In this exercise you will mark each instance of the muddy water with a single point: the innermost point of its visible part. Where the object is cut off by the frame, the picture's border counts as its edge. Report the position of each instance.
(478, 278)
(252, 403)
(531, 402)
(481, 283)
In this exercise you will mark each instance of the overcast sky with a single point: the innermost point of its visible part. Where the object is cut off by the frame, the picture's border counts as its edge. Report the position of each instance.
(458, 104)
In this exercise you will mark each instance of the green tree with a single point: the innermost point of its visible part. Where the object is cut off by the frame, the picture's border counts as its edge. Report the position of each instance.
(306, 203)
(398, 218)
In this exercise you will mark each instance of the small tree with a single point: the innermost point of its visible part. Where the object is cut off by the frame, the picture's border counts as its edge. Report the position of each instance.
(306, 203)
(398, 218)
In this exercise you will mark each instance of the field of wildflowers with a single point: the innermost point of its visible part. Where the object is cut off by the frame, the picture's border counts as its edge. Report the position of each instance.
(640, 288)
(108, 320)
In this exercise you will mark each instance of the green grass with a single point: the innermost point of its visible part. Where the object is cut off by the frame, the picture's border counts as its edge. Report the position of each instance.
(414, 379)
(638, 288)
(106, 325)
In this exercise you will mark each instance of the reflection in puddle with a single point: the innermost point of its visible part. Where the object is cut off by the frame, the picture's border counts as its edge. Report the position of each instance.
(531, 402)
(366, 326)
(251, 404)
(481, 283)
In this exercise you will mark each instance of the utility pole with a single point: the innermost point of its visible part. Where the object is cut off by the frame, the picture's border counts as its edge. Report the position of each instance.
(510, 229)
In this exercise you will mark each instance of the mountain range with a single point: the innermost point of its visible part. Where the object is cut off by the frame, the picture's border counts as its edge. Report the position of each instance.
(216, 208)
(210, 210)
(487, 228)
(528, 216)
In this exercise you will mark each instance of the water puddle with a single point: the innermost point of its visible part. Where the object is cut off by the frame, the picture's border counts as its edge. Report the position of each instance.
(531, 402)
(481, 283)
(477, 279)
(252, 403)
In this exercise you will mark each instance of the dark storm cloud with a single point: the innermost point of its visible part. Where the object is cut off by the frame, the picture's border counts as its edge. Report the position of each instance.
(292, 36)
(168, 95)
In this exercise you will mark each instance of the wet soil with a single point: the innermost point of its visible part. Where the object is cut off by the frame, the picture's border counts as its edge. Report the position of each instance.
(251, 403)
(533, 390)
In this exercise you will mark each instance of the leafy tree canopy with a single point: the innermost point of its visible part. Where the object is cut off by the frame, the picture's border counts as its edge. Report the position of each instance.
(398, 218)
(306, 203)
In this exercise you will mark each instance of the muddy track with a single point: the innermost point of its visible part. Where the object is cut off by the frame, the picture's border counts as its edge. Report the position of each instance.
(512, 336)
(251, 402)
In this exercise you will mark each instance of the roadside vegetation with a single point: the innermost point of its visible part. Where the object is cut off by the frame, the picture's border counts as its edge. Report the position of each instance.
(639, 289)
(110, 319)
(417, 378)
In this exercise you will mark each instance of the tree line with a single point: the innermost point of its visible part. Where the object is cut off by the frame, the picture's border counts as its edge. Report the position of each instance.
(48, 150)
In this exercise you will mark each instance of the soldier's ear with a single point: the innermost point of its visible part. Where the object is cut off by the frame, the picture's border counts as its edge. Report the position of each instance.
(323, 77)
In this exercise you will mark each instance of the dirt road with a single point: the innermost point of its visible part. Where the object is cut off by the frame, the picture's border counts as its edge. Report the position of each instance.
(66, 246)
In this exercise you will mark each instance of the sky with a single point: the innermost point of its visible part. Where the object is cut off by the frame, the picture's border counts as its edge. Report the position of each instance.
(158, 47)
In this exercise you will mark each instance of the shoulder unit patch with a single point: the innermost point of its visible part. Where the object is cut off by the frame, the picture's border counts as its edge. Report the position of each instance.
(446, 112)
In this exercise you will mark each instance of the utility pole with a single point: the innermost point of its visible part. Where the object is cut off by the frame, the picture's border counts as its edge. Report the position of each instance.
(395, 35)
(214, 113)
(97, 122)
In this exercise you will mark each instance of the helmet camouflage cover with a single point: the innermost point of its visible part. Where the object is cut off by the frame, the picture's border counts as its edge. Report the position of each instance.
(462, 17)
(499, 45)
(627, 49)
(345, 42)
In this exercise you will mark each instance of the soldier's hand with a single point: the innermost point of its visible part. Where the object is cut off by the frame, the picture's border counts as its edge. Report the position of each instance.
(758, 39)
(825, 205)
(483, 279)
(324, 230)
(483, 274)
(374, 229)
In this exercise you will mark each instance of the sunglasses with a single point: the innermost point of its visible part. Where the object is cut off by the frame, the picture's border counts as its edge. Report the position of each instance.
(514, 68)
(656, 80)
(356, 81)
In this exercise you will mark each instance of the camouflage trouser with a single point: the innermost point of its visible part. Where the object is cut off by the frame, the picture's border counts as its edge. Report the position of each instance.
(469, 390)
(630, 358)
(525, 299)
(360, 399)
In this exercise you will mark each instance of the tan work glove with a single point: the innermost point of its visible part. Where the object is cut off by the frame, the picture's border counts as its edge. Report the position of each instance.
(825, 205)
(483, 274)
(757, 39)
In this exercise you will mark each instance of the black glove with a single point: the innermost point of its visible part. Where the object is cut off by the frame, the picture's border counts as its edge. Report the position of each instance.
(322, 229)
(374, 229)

● ● ● ● ● ● ●

**EXERCISE OBJECTIVE**.
Extract every line from the one with "In this exercise you will mark each instance of the sunglasses" down to the final line above, both included, exactly as written.

**REPLY**.
In this exercise you will mark each instance of the sunglasses with a single point: the innermost point of its visible part. Where the object is cut off by the frame, the picture's border counts as its edge. Report the position of each instance.
(514, 68)
(656, 80)
(356, 81)
In this exercise you will mark each instance of the camouflage trouser with a single point: the innermost point of its visible part. Where the object is cut off by the frame, the picture's border counts as its edge. Report the position of each instance.
(469, 390)
(630, 358)
(525, 299)
(360, 399)
In this exercise you will mark each instance of the tan work glove with a single point: the innermost point of its visible part. Where the object is cut off by the frame, the picture's border counts as its edge. Report the position of each instance.
(825, 205)
(483, 274)
(757, 39)
In this exercise you will mark each instance of the black glove with a single point: the innermost point of its visible part. Where the object is cut off by the frame, the picture's border counts as its edge. Report the position of each instance.
(322, 229)
(374, 229)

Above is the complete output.